# Page excerpt:
BEGIN
Tuesday, March 3, 2015

Who Needs REM Sleep Anyway? A 150-mile Success Story for the Karma Project!

150 miles.  That's 792,000 feet.  Or 316,800 average human steps.  Slightly more than the width of the state of Indiana.  Half a tank of gas for a non-hybrid vehicle.  And the length that I ran/walked, in circles, in 47 hours, with no real sleep.

Suffice it to say: WE DID IT.  Myself, along with a stellar group of crew and pacers (referred to from here on as Team Humanity Running, or Team Amazing), succeeded in Humanity Running's first effort: to complete a 48-hour run and rack up as much mileage as my body would allow.  Adding extra fuel to the motivational fire was the knowledge that each mile I completed meant an extra dollar would be added to the community purse of a small, rural village in the mountains of Nepal to aid in the sustainability of their culture, way of life, and quality of life.  In one week, we will close the online donation portal for this effort, but donations can still always be made to the Karma Project in their support of Sibuje Village.  Later this year, members of the Karma Project will meet with the Sibuje community and collectively decide on the most pertinent use of the most recent rounds of funds and physical donations; these will either go towards youth education, medical schooling, or towards a sustainable power initiative that will help Sibuje to end their reliance on wood for heating, which has caused deforestation and landslides around the community.  Once these decisions are made, Humanity Running will be posting updates as to where the funds from this effort were used.  Before I dive further into the events of this weekend, I want to extend a huge and hearty THANK YOU to all who supported this effort and the Karma Project through donations, loving words, and time spent keeping me awake, fed, watered and organized.  This was truly, truly a team effort.  Now for some highlights....

Friday, February 27th
  • Team Humanity Running saddles up and leaves El Portal, CA after everyone finishes a half day of teaching!  Crew includes fellow outdoor educators Carolyn, Katie, Jade and Carrie (who will be joining on Saturday morning).  We arrive at the start of the Razorback Endurance Race in San Martin, CA with over an hour of spare time before the starting gun (nice driving, Katie!).
  • 6 PM start!  Here is a photo with all of the 48-hour competitors (the seventh competitor, not pictured here, is Catra Corbett's running dachshund, named TruMan).  I am second from left.

  •  I run on the through the sunset and night while Team Humanity Running goes grocery shopping, eats a Korean BBQ dinner, and beds down in the mini tent-city they have constructed.  They picked up some serious caffeine supplies for the long nights ahead, and arranged all of my nightly needs within easy reach so that I could self-support on night one and they could get real sleep.
Saturday, February 28th
  • By daybreak, I have covered 100k (62+ miles).  I manage to keep a good, consistent running pace of 12 minutes per mile all night long.  More importantly, I have succeeded in abstaining from caffeine for this first night - not only will this help me in the latter two thirds of the run, but it is a huge personal accomplishment.  This is the longest I have ever run without caffeine!  Woohoo!  Feeling good with the sunrise and stirring of my crew members.
END
Saved entries
BEGIN
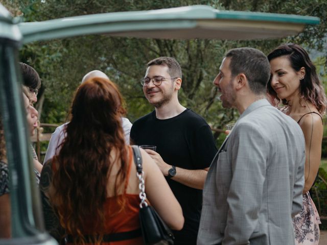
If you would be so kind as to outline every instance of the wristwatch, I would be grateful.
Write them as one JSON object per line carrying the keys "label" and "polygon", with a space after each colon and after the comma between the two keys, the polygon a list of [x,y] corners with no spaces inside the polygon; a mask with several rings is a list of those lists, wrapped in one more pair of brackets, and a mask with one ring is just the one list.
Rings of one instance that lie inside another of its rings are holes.
{"label": "wristwatch", "polygon": [[168,176],[167,177],[171,178],[176,175],[176,167],[172,165],[171,168],[168,170]]}

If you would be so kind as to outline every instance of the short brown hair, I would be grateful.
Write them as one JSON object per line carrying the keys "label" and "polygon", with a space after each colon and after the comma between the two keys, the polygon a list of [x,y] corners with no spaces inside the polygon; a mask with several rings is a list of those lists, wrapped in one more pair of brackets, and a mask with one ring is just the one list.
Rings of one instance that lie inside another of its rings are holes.
{"label": "short brown hair", "polygon": [[168,72],[172,77],[182,78],[182,68],[174,58],[166,56],[157,58],[147,64],[147,67],[151,65],[166,65],[168,67]]}
{"label": "short brown hair", "polygon": [[33,89],[38,89],[41,87],[41,79],[36,71],[30,65],[25,63],[19,63],[20,71],[22,75],[22,83],[24,85]]}
{"label": "short brown hair", "polygon": [[230,57],[229,68],[232,77],[243,73],[254,93],[265,93],[270,65],[263,53],[252,47],[240,47],[229,50],[225,57]]}

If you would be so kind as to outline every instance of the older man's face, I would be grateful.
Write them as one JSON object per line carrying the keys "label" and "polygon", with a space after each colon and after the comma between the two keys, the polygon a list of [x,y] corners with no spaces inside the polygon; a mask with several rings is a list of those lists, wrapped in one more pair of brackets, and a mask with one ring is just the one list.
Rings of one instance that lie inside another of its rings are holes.
{"label": "older man's face", "polygon": [[214,80],[214,84],[221,93],[220,100],[224,108],[230,108],[235,106],[236,93],[233,88],[231,72],[229,69],[230,57],[224,58],[219,68],[219,74]]}

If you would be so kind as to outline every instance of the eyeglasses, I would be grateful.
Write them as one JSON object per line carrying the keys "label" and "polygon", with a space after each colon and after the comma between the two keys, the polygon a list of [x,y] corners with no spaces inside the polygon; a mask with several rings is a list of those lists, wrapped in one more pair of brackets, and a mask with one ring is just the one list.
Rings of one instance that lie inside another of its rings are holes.
{"label": "eyeglasses", "polygon": [[162,83],[162,81],[166,79],[175,79],[178,78],[161,78],[160,77],[155,77],[152,78],[145,78],[141,80],[141,84],[143,87],[147,87],[150,81],[152,81],[152,83],[154,86],[159,86]]}
{"label": "eyeglasses", "polygon": [[39,92],[39,90],[37,88],[34,89],[33,88],[29,88],[29,90],[31,93],[35,93],[36,95],[37,95],[37,93]]}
END
# What you are asked to do:
Can you reproduce the 150-mile run post word for word from "Friday, February 27th" to "second from left."?

# Answer for the task:
Friday, February 27th
  • Team Humanity Running saddles up and leaves El Portal, CA after everyone finishes a half day of teaching!  Crew includes fellow outdoor educators Carolyn, Katie, Jade and Carrie (who will be joining on Saturday morning).  We arrive at the start of the Razorback Endurance Race in San Martin, CA with over an hour of spare time before the starting gun (nice driving, Katie!).
  • 6 PM start!  Here is a photo with all of the 48-hour competitors (the seventh competitor, not pictured here, is Catra Corbett's running dachshund, named TruMan).  I am second from left.